A verbatim copy of the entries is the required answer.
*** Opening Data provided ***
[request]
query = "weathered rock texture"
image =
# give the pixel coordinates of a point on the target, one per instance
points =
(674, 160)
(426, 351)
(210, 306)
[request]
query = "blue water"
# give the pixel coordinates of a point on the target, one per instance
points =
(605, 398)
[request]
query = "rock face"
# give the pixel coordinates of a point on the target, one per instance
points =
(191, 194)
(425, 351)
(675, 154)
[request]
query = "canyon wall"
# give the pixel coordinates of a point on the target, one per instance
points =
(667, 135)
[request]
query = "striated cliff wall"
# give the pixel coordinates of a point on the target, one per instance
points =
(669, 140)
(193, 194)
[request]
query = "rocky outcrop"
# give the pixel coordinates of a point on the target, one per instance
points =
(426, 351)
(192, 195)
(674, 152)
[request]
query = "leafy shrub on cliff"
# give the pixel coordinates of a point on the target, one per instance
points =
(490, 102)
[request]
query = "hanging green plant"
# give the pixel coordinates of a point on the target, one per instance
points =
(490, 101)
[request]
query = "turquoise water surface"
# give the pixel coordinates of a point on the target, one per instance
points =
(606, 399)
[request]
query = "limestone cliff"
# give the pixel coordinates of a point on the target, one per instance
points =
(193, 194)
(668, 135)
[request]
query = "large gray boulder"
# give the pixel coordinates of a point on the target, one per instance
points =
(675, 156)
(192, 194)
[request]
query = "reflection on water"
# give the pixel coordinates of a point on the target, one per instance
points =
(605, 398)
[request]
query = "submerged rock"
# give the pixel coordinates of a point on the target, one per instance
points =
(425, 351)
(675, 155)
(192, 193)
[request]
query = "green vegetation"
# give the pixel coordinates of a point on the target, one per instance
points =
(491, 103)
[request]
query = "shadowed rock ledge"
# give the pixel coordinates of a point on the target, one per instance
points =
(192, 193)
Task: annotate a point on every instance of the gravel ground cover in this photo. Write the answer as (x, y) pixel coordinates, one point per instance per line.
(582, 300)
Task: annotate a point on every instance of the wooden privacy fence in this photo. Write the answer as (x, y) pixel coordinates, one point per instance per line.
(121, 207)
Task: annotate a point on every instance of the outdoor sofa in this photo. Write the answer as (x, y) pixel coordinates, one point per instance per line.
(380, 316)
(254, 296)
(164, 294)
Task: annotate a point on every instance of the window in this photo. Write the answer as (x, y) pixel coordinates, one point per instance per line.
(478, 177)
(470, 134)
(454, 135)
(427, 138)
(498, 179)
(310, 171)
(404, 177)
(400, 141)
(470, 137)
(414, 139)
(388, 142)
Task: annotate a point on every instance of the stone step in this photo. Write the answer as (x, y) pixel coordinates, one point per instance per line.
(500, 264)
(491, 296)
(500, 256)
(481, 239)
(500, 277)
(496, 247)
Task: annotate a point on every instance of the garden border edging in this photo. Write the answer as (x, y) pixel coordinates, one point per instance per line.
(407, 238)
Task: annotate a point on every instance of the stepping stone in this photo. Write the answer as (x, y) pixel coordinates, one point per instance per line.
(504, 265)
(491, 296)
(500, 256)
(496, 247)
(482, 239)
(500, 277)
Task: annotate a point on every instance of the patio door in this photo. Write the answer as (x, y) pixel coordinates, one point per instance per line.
*** Closing Data provided ***
* _Answer to this task_
[request]
query = "weathered rock texture"
image =
# give the pixel coordinates of a point on the target, one per instance
points =
(674, 160)
(426, 351)
(210, 306)
[request]
query = "blue water"
# give the pixel coordinates of a point on the target, one per instance
points =
(605, 398)
[request]
query = "rock face"
# give the pixel coordinates of a point on the target, one per instance
points =
(191, 194)
(425, 351)
(675, 154)
[request]
query = "canyon wall"
# give the pixel coordinates of a point on the target, one per instance
points =
(667, 135)
[request]
query = "striated cliff wall"
# give the pixel coordinates of a point on the target, one per instance
points =
(669, 140)
(193, 194)
[request]
query = "rocky outcrop"
# give the pixel coordinates of a point on the target, one per instance
points =
(426, 351)
(192, 195)
(674, 152)
[request]
query = "leafy shrub on cliff"
# give the pixel coordinates of a point on the target, one per instance
points =
(490, 102)
[request]
query = "hanging green plant"
# give the pixel coordinates of a point on the target, one per instance
points =
(490, 101)
[request]
query = "turquoise water surface"
# give the pixel coordinates of a point on the target, one per instance
points =
(606, 399)
[request]
query = "limestone cliff"
# give the pixel coordinates of a point on the target, one per instance
points =
(193, 194)
(668, 135)
[request]
query = "large gray boulder"
# give the pixel coordinates of a point on the target, one per instance
points =
(675, 156)
(192, 194)
[request]
query = "reflection on water"
# give the pixel coordinates of a point on the target, one per instance
points =
(605, 398)
[request]
query = "submerged rock"
# give the pixel coordinates of a point on the target, one per instance
points =
(425, 351)
(675, 155)
(192, 193)
[request]
query = "green vegetation"
# give the pixel coordinates of a point on the target, one per instance
points =
(491, 103)
[request]
query = "shadowed rock ledge"
# give the pixel coordinates of a point on the target, one per instance
points =
(192, 193)
Task: annotate a point on every instance of the gravel ground cover in this photo. Write the answer as (x, y) pixel coordinates, one point per instance per line.
(582, 300)
Task: annotate a point on every instance of the wooden privacy fence in this photo. Write the answer as (x, y) pixel coordinates, one point per instance per line.
(121, 207)
Task: annotate a point on every instance of the outdoor sofa in this photo. Write the answer as (x, y) pixel coordinates, one point per instance per line.
(380, 316)
(254, 296)
(164, 294)
Task: annotate a point on every instance of the window in this photo. Write the answer as (x, y) pixel coordinates, one point per instance per line.
(478, 177)
(470, 134)
(454, 135)
(427, 138)
(498, 179)
(310, 171)
(404, 177)
(400, 141)
(470, 137)
(414, 139)
(388, 142)
Task: annotate a point on every instance of the stone step in this photo. Write the answer as (x, y) pixel coordinates, one point per instance per line.
(500, 264)
(491, 296)
(500, 256)
(481, 239)
(500, 277)
(496, 247)
Task: annotate a point on every instance of the garden border edging in this photo. Write the answer as (x, y) pixel coordinates, one point per instance per line.
(407, 238)
Task: annotate a point on every instance of the stepping stone in this photo. Write the answer as (x, y) pixel coordinates, one point per instance per line.
(504, 265)
(491, 296)
(500, 256)
(496, 247)
(482, 239)
(500, 277)
Task: annotate a point on every instance of the patio door in this photo. Write the answer as (x, y) pixel coordinates, one point per instance per line.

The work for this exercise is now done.